_Records for this task:_
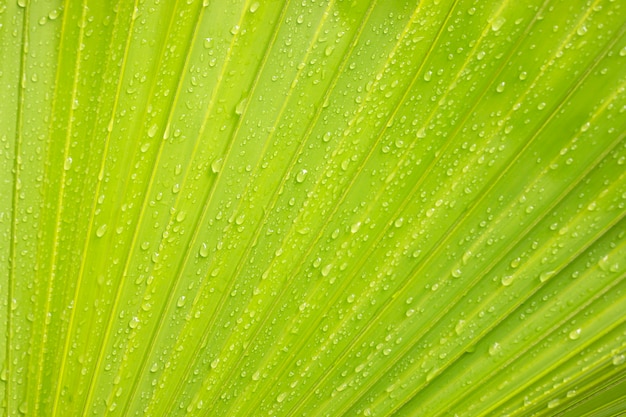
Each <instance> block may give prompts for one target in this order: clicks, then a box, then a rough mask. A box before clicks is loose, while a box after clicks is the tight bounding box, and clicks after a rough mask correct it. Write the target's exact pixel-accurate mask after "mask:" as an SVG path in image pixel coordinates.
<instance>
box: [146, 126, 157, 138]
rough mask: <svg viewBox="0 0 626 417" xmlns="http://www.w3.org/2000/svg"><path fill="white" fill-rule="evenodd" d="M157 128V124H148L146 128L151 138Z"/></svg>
mask: <svg viewBox="0 0 626 417" xmlns="http://www.w3.org/2000/svg"><path fill="white" fill-rule="evenodd" d="M158 128H159V126H157V124H156V123H155V124H153V125H152V126H150V129H148V136H149V137H151V138H153V137H154V135H156V131H157V129H158Z"/></svg>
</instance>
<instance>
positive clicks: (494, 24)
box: [491, 16, 506, 32]
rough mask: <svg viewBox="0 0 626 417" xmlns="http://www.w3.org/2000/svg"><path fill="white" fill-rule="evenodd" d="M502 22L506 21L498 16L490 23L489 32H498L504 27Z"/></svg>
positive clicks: (502, 22) (503, 24) (501, 16)
mask: <svg viewBox="0 0 626 417" xmlns="http://www.w3.org/2000/svg"><path fill="white" fill-rule="evenodd" d="M504 22H506V19H505V18H504V17H502V16H498V17H497V18H496V19H494V21H493V22H491V30H493V31H494V32H497V31H499V30H500V28H501V27H502V25H504Z"/></svg>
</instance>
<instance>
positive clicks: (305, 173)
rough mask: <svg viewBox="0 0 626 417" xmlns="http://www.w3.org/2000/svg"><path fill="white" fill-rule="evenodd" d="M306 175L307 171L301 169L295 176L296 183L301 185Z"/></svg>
mask: <svg viewBox="0 0 626 417" xmlns="http://www.w3.org/2000/svg"><path fill="white" fill-rule="evenodd" d="M307 173H308V171H307V170H306V169H303V170H302V171H300V172H298V173H297V174H296V182H298V183H303V182H304V180H305V179H306V175H307Z"/></svg>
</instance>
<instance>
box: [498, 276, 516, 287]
mask: <svg viewBox="0 0 626 417" xmlns="http://www.w3.org/2000/svg"><path fill="white" fill-rule="evenodd" d="M514 277H515V276H514V275H505V276H503V277H502V279H501V280H500V282H501V283H502V285H504V286H505V287H508V286H509V285H511V283H512V282H513V278H514Z"/></svg>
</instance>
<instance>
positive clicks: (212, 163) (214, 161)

_Task item:_
A faithful copy of the lines from the line containing "box: [498, 276, 516, 287]" to the end of the data should be set down, both ends included, and nothing more.

_Output for this exercise:_
box: [498, 276, 516, 287]
mask: <svg viewBox="0 0 626 417" xmlns="http://www.w3.org/2000/svg"><path fill="white" fill-rule="evenodd" d="M514 277H515V276H514V275H505V276H503V277H502V279H501V280H500V282H501V283H502V285H504V286H505V287H508V286H509V285H511V283H512V282H513V278H514Z"/></svg>
</instance>
<instance>
positive clicks: (212, 163) (214, 161)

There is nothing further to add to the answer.